[What to work on] Pick up the snowboarding forum thread about Tussey Mountain and continue it from its last post.

# Cruisin from VA to PA



## Pow?POW! (Dec 22, 2011)

Hello Snowboarding forum,

Long time stalker here I figured I had might as well join. This is going to be my third year boarding (so long as the damn snow falls sometime soon..) Absolutely love the forums here, you guys helped with my progress more than my roommate who got me into the sport (props to Snowolf especially on being so knowledgeable :thumbsup currently rocking a '10 Stepchild Everything Sucks with some '09 Cartels and K2 Maysis BOA boots. 

As you can tell by the title I'm from northern VA but I live in PA cause I'm currently at Penn State for some schooling. Thus if anyone happens to be in the area feel free to get at me as I'm always down to go.

Hope to see yall on the mountains sometime soon!


----------



## rdot84 (Jan 28, 2009)

Welcome to the forums. A couple of my friends are going to the ice skating rink known as camelback on monday.


----------



## Pow?POW! (Dec 22, 2011)

Thanks for the welcome dude, unfortunately Monday probably won't work for me but I visit Camelback fairly often so I'll be sure to send you a PM next time I head that way.


----------



## Grasschopper (Jan 7, 2010)

Are you at University Park or one of the branches? I live in State College and we (my wife, my 10 yr old and I) have season passes to Tussey Mountain (bump?). I just hope the cold gets here soon...they have been trying to make snow but all the rain has washed it away.

Tussey basically sucks...but it's only 10 min from town so nice for getting out regularly. We do try to get a couple of road trips in each year but a 2yr old makes it tough...got to get her on the snow soon.


----------



## Pow?POW! (Dec 22, 2011)

Grasschopper said:


> Are you at University Park or one of the branches? I live in State College and we (my wife, my 10 yr old and I) have season passes to Tussey Mountain (bump?). I just hope the cold gets here soon...they have been trying to make snow but all the rain has washed it away.
> 
> Tussey basically sucks...but it's only 10 min from town so nice for getting out regularly. We do try to get a couple of road trips in each year but a 2yr old makes it tough...got to get her on the snow soon.


Hey Grasschopper, I am at University Park actually and I have been waiting for Tussey to open as well (especially since I'm taking a snowboarding class next semester) I need to shake of all my rustiness . Its been maddening with all the rain but I'm sure It'll change before tooooo long haha. But for what its worth Tussey isn't too bad of a spot, my roomate and I are up there two - three times a week usually so feel free to PM me should you wanna ride at all. 

Also I don't know if you might've seen this video yet but if this little girl can snowboard I'm sure your 2 year old could pick it up just as fast.

snowboarding baby (Ava Marie) - YouTube

(Sorry I don't know how to imbed videos just yet but its worth a click.)


----------



## Grasschopper (Jan 7, 2010)

Yea I've seen those videos...it was our plan to get her on skis a bit this year...maybe a snowboard is a better plan? I don't know if Tussey's ski school supports snowboarding at that age...I know they will take her skiing (I know the GM).

[Data section]
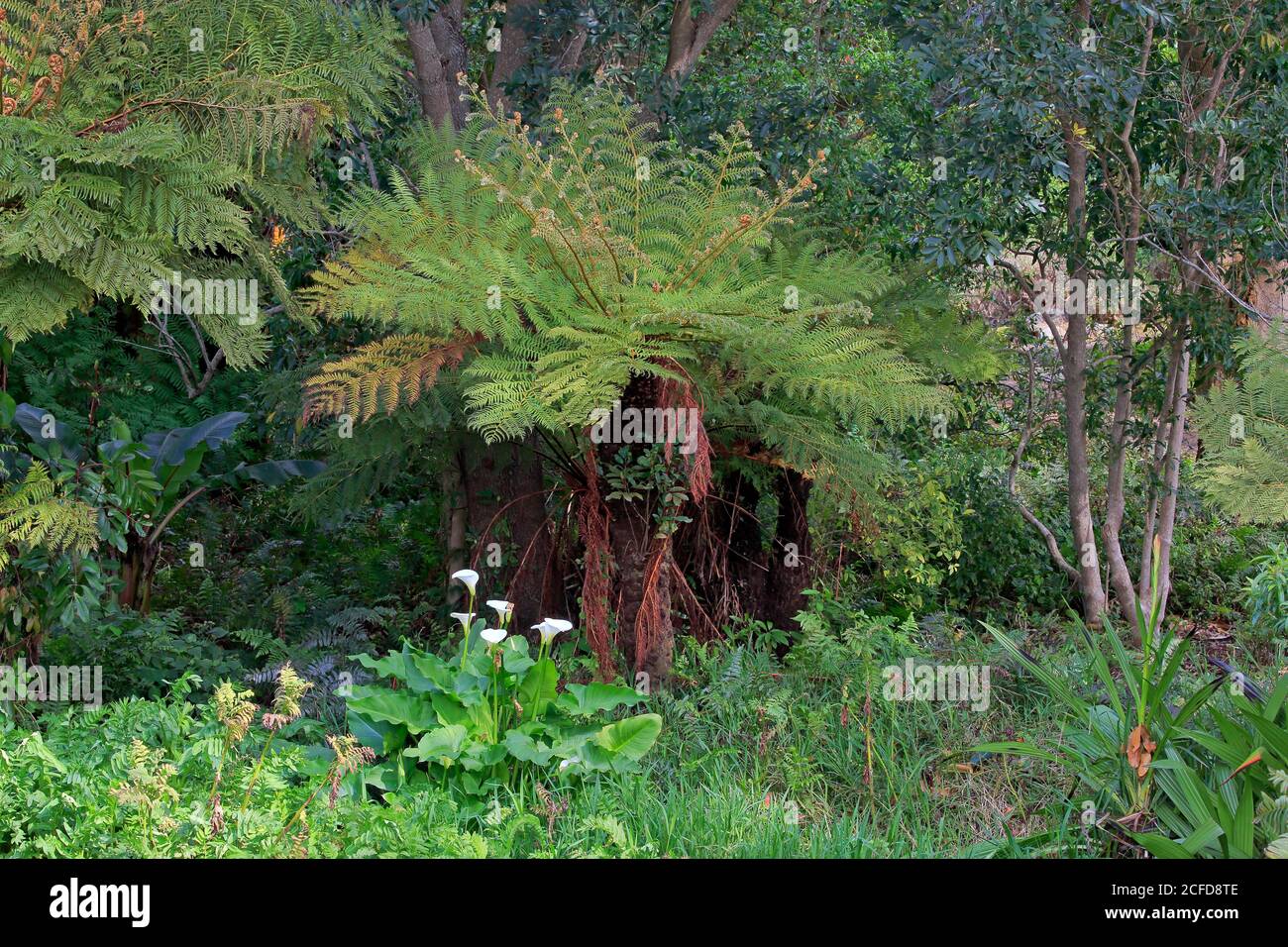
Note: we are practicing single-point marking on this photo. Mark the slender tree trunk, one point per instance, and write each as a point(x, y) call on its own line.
point(438, 56)
point(1074, 360)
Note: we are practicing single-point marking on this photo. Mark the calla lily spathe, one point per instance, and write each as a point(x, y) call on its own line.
point(469, 578)
point(553, 626)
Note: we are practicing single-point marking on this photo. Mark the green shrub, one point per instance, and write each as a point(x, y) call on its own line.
point(1267, 592)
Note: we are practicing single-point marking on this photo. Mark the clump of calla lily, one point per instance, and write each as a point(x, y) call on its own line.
point(548, 629)
point(471, 579)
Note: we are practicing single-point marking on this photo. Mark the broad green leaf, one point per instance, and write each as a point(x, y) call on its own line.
point(631, 737)
point(587, 699)
point(443, 744)
point(394, 706)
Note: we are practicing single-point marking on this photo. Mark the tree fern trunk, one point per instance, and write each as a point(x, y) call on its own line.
point(791, 553)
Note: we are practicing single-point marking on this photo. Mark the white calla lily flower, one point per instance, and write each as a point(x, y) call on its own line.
point(469, 578)
point(553, 626)
point(502, 608)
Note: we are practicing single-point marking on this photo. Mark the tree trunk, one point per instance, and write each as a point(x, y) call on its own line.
point(438, 56)
point(791, 553)
point(643, 562)
point(506, 514)
point(1074, 359)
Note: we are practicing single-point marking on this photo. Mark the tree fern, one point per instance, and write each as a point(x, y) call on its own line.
point(33, 514)
point(1244, 428)
point(145, 137)
point(555, 266)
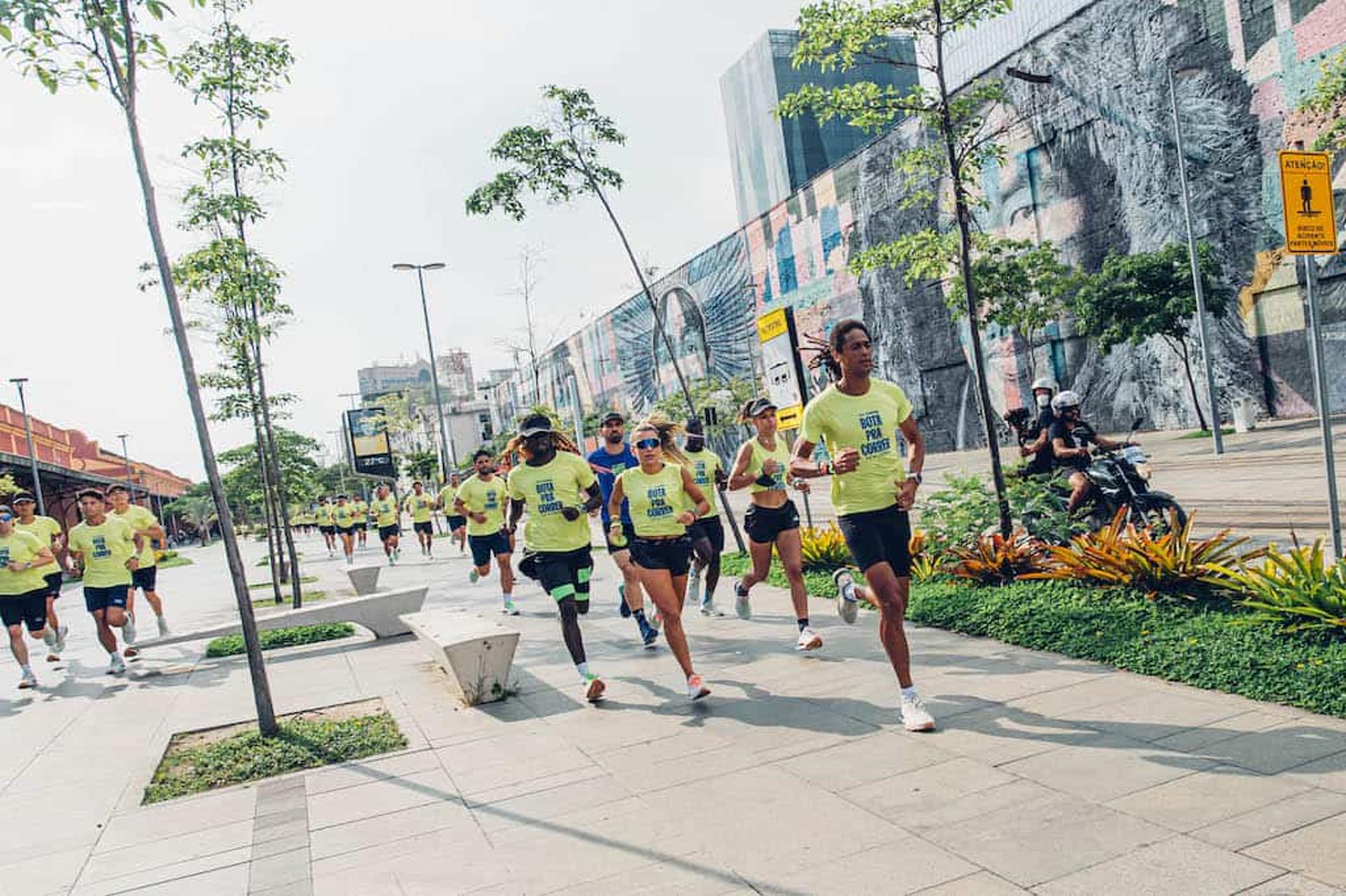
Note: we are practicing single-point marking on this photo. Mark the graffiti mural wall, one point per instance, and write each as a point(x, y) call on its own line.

[Expected answer]
Like I said, we have season passes so we will be out there a bit...I will be the one on the NS Heritage (last year's). I have seen that App House is carrying NS now but they don't have any Heritages that I saw...so I "should" be the only one. LOL.


----------



## Pow?POW! (Dec 22, 2011)

That's awesome if you know the GM, I'm sure he could make an exception for you if you wanted to put your little girl on a snowboard and through some lessons. I know I started skiing at a young age and found it quick to pick up on. However I believe boarding to be way more fun which is why I switched, but if yall have some season passes I'll be sure to keep a look out for you guys on the mountain especially with you being the only person on a NS Heritage haha. Also I tend to rock a pretty obnoxious white 686 jacket so I'm usually pretty easy to spot. 

Here's to some snow soon hopefully as well!


----------



## Grasschopper (Jan 7, 2010)

Pow?POW! said:


> That's awesome if you know the GM, I'm sure he could make an exception for you if you wanted to put your little girl on a snowboard and through some lessons.


Actually she...I'm sure she would if the ski school supported it from a knowing how to teach a 2 yr old to board standpoint. Their program starts at 3 but she did say to bring her out this year...to ski.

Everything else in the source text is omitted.